## Start TEXT SEGMENT

# Homework 5: Data Reshaping with tidyr

**Course:** Data Wrangling in R for Business Analytics  
**Topic:** Data Reshaping and Tidy Data Principles  
**Due Date:** 09/28/2025
QUESTIONS ONLY 

---

## Assignment Overview

This homework focuses on mastering data reshaping techniques using R's tidyverse ecosystem, specifically the `tidyr` package. You'll work with real-world business datasets to practice converting between wide and long formats, understanding when each format is most appropriate for analysis.

### Learning Objectives
- Master `pivot_longer()` and `pivot_wider()` functions for data reshaping
- Understand the principles of tidy data and their business applications
- Apply appropriate data structures for different analytical purposes
- Validate data integrity during transformation processes
- Prepare data for visualization and statistical analysis

### Business Context
Data reshaping is a fundamental skill in business analytics. Different analytical tasks, visualization requirements, and stakeholder needs often require data in specific formats. This assignment will help you develop the strategic thinking needed to choose and implement appropriate data structures.

## End TEXT SEGMENT

#### JOBS:
A - List the learning objectives given in the tidyr homework page.
B - Carry on the tidyr homework page from its last sentence.
The listing after this point comes from a separate source.

## Start MATERIAL PROVIDED

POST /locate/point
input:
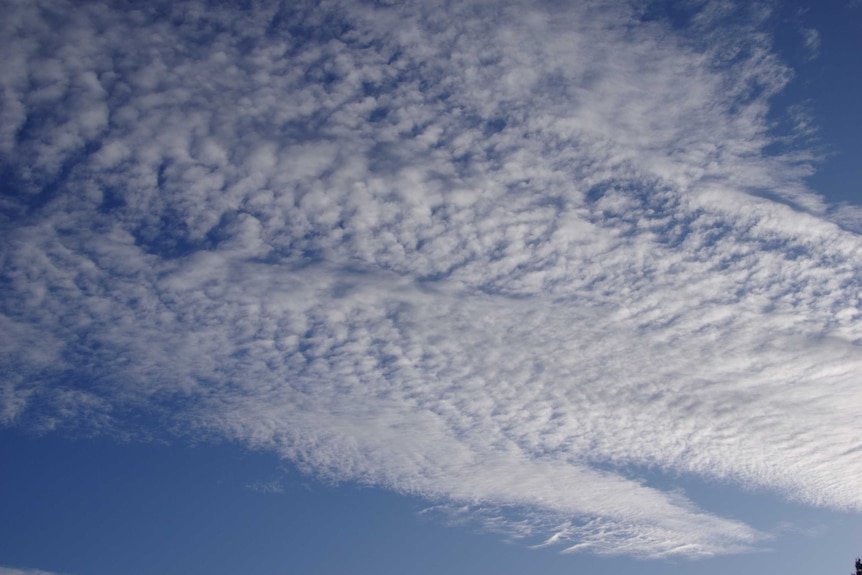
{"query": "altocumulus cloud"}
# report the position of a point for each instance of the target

## End MATERIAL PROVIDED

#### ANSWERS BY TASK:
A -
- Master `pivot_longer()` and `pivot_wider()` functions for data reshaping
- Understand the principles of tidy data and their business applications
- Apply appropriate data structures for different analytical purposes
- Validate data integrity during transformation processes
- Prepare data for visualization and statistical analysis

B -
---

## Instructions

**Submission Requirements:**
- Complete all tasks in this R notebook
- Use the pipe operator (`%>%`) and chain operations wherever possible
- Ensure your code is well-commented and demonstrates understanding
- Include business interpretations of your results
- Submit your completed notebook file

**Evaluation Criteria:**
- Correct implementation of reshaping functions
- Appropriate choice of data formats for different tasks
- Quality of code comments and explanations
- Business insight and interpretation
- Data validation and quality checks

---

## Reflection Questions

### üìù **Critical Thinking and Learning Assessment**

Please provide thoughtful responses to the following reflection questions. Your answers should demonstrate understanding of both technical concepts and business applications of data reshaping.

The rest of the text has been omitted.